Passage given
● ● ● ● ●

Willy,

Am 22.12.20 um 19:51 schrieb Willy Tarreau:
>> Open Source projects can get additional top-ups, but not recurring, so
>> one would need to send an email every few weeks whenever the minutes run
>> out.
>>
>> And also to qualify for the Open Source credits *not a single* paid
>> employee may work on the Open Source project.
> 
> This is non-sensical. If they can come up with a *single* example of
> long-term successful opensource project which is not at least indirectly
> backed by either a company or a foundation, I'd be glad to know about it.

Yeah exactly. I don't even know what would happen with their policy when
someone sends a single patch while on company time, but otherwise does
not regularly contribute. Is your Open Source project backed by a
company if you accept that patch?

● ● ● ● ●

Provided data

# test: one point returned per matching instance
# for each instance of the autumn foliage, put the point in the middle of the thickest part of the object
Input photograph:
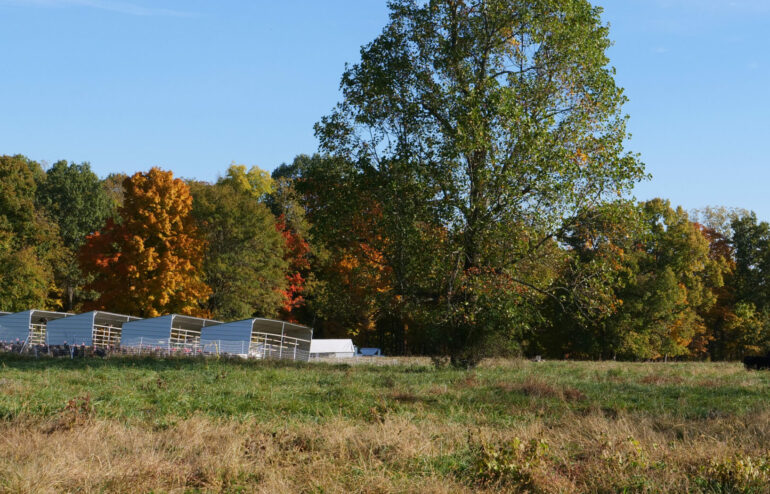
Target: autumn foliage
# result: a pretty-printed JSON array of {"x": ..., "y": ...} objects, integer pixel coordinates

● ● ● ● ●

Directions
• A. Rewrite the paragraph of the email that begins "Yeah exactly." as a short bulleted list, keeping its main points.
• B. Change "autumn foliage" to "fallen leaves" throughout the listing and give the listing again with everything else the same. Leave out the picture.

Written answers
• A.
- Agrees with the previous point.
- Doesn't know how the policy would treat someone who sends a single patch on company time but otherwise doesn't contribute regularly.
- Asks whether accepting that patch would make the open source project company-backed.

• B.
# test: one point returned per matching instance
# for each instance of the fallen leaves, put the point in the middle of the thickest part of the object
Input photograph:
Target: fallen leaves
# result: a pretty-printed JSON array of {"x": ..., "y": ...} objects, integer pixel coordinates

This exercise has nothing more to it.